### Document text
Seaweed can save the planet from plastic waste

According to the UN report - From bags to bottles. Some 13 million tonnes of plastic flow into oceans every year.

On the one hand, the benefits of plastic are undeniable, as the material is cheap, lightweight and easy to make. This leads to global lactic production skyrocketing over the next 10 to 15 years, according to the United Nations Environment Programme.

 On the other hand, the world already seems to be unable to cope with the amount of plastic waste, it lies strewn on beaches around the world from the Gaza Strip to the Galapagos.

Washed in by the tide, it mixes with seaweed and is often mistaken by birds and animals as food. Marine species ingest or become entangles by plastic debris. Sometimes causing injury or even death. 


The UN says 100,000 marine animals die each year due to plastic related causes.

Now researchers have devised a possible solution for durable plastic waste. Inspired by the ocean. Scientists at Tel Aviv University have created a biodegradable plastic by cultivating natural polymers made by a micro-organism that feast in seaweed algae.


How seaweed can save the planet?

### Records
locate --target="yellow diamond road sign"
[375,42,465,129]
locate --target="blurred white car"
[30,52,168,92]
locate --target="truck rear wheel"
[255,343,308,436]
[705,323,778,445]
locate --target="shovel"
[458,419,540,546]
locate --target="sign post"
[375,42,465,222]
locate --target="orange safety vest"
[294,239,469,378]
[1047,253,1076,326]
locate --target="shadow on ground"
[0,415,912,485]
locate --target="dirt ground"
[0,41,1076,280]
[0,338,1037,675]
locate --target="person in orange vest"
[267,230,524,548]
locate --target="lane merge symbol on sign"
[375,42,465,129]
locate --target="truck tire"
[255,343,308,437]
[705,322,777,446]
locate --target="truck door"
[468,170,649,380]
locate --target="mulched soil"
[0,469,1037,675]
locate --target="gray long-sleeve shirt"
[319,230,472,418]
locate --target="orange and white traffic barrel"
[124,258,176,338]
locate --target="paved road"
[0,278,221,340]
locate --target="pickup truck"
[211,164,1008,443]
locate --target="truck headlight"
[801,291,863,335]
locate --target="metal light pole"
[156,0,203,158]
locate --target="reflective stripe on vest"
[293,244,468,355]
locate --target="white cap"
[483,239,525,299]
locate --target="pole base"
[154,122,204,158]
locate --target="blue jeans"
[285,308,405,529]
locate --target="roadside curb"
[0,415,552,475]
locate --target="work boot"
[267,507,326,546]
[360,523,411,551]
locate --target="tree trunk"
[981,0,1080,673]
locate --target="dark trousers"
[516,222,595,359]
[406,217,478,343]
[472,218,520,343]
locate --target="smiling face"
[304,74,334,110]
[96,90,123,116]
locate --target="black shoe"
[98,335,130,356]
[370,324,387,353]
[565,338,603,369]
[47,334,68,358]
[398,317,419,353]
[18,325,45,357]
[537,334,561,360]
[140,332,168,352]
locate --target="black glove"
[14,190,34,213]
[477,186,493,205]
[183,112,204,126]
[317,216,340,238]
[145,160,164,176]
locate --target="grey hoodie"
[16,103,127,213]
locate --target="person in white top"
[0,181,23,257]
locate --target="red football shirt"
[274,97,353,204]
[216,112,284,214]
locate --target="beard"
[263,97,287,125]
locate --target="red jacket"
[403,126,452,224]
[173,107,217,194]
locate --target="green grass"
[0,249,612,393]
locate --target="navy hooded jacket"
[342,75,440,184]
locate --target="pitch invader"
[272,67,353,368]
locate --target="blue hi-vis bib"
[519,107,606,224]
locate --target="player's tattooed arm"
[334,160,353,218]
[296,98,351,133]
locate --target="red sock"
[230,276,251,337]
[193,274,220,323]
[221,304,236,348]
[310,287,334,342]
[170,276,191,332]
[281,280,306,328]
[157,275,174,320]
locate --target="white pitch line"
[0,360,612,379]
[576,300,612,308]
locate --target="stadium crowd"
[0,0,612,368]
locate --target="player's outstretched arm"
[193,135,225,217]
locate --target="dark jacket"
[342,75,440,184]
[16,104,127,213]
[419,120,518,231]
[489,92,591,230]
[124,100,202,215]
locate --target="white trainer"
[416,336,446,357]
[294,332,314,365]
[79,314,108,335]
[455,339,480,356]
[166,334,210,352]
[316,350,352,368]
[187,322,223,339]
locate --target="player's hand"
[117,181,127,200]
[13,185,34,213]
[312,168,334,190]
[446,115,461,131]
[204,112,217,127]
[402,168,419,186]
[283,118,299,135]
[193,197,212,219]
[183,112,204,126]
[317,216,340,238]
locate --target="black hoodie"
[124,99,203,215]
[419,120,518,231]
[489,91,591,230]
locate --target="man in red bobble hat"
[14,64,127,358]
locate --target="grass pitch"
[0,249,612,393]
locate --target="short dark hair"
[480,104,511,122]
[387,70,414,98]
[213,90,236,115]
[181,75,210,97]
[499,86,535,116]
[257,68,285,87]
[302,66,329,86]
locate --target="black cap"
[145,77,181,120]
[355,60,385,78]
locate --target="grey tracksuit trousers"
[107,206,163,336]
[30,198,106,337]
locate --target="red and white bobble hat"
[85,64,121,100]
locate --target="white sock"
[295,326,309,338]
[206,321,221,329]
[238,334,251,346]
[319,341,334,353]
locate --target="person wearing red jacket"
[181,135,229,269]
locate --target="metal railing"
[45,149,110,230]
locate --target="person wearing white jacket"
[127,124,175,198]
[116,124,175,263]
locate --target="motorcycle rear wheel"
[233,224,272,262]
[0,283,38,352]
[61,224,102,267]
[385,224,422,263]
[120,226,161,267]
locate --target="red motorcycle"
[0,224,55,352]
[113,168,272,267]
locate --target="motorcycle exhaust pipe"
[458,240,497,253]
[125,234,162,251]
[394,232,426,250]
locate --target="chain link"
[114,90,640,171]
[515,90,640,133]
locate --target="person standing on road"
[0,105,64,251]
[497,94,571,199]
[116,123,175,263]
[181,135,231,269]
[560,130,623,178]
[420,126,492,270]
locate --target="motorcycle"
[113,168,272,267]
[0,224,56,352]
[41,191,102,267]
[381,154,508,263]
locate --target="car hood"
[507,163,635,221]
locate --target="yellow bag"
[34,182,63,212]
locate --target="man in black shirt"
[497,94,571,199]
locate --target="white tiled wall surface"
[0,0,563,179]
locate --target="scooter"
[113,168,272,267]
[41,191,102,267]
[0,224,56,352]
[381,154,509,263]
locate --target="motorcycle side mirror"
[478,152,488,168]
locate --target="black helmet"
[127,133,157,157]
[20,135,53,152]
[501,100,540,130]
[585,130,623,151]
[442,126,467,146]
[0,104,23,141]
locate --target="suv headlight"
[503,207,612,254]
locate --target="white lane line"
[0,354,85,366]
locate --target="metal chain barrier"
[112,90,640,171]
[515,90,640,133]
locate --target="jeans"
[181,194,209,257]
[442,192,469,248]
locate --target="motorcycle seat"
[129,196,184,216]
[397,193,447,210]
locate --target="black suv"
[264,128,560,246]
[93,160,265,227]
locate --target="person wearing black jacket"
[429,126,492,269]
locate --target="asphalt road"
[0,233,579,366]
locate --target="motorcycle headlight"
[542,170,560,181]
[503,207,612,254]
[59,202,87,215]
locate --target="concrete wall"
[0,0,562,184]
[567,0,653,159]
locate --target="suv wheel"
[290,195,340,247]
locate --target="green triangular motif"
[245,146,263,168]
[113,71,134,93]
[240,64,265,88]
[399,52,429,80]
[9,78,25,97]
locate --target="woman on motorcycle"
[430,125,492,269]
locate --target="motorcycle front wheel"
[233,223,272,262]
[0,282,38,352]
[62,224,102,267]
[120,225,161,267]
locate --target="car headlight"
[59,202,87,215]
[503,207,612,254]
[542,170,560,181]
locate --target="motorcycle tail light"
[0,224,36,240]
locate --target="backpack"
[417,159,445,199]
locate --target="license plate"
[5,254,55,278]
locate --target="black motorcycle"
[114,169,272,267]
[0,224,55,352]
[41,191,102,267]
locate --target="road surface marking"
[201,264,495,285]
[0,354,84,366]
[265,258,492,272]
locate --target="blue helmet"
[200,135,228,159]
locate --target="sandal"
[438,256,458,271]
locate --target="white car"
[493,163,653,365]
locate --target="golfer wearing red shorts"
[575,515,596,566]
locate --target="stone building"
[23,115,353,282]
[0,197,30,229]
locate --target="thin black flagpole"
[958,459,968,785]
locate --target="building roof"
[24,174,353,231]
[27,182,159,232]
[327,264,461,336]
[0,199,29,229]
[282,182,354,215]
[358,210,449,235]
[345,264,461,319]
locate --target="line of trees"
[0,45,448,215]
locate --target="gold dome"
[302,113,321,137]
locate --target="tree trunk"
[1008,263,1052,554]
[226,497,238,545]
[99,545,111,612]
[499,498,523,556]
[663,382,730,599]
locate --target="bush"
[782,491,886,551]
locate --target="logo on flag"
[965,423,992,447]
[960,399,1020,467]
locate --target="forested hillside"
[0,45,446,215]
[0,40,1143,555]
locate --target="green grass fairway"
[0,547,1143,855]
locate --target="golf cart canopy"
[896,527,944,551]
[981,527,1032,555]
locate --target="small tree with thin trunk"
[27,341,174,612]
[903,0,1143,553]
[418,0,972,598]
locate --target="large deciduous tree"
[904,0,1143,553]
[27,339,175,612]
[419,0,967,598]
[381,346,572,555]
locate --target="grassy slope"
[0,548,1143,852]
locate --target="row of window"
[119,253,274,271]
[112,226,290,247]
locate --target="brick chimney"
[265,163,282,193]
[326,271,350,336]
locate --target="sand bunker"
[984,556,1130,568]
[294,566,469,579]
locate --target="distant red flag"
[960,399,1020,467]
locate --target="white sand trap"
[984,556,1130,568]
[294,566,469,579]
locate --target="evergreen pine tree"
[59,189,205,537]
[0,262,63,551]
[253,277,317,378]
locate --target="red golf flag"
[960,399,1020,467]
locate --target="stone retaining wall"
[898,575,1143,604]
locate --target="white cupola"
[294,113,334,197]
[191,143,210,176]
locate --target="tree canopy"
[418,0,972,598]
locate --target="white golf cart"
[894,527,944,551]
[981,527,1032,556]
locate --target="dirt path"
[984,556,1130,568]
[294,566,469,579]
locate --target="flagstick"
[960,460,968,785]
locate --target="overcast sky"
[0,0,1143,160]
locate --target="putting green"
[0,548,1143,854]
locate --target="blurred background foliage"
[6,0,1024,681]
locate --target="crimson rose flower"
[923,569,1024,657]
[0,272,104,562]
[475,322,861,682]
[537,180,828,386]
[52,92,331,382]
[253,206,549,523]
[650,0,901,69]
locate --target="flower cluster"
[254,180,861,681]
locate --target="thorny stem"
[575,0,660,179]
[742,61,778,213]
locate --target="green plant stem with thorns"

### Exercises
**A)** According to the UN figure quoted in the seaweed and plastic waste article, how many marine animals die each year from plastic-related causes?
**B)** Continue the article on seaweed and plastic waste, picking up after its final line.
The listing was drawn from a separate source and has no connection to the seaweed article.

### Solved problems
**A)** 100,000 marine animals die each year.

**B)**
‘They are essentially the lungs of the earth. As photosynthesising plants, seaweeds produce the oxygen that we breathe, and nearly two-thirds of all oxygen on earth is produced in the oceans by seaweeds, micro-algae and other aquatic plants such as sea grasses. Seaweeds are not only incredibly important on a global scale for the oxygenation of the atmosphere, but they’re also the foundation of most food webs.’


Due to its ability to regenerate quickly, seaweed has the ability to be a nutritious source of food for a long time, potentially helping to solve the food shortage crises we’re facing. Furthermore, if livestock ate small amounts of seaweed mixed into their normal feed, their methane production would be slashed, stopping millions of tonnes of methane being produced and helping battle global warming and climate change.